Excerpts from a point labeling dataset =>

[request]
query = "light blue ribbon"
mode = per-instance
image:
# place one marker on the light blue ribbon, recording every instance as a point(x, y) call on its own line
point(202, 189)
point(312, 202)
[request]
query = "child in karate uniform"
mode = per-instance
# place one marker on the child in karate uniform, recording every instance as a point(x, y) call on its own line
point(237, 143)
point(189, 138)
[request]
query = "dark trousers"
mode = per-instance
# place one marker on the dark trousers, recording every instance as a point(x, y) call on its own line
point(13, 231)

Work to complete => Render the whole listing above as a two-column CSV headed "text" and "answer". Put each answer in its own row beside the text it responds to, with every field in double quotes and line breaks turned into spaces.

Solved exercise =>
text,answer
"[request] query = ""light blue ribbon"" mode = per-instance image: # place one marker on the light blue ribbon, recording every instance as a point(x, y) call on its own line","point(202, 189) point(312, 202)"
"[request] query = ""child in karate uniform"" mode = per-instance # place one marker on the child in karate uniform, recording every instance as a point(x, y) call on its own line","point(237, 143) point(189, 138)"
"[request] query = ""dark trousers"" mode = per-instance # place one marker on the dark trousers, recording every instance as a point(x, y) call on its own line","point(13, 231)"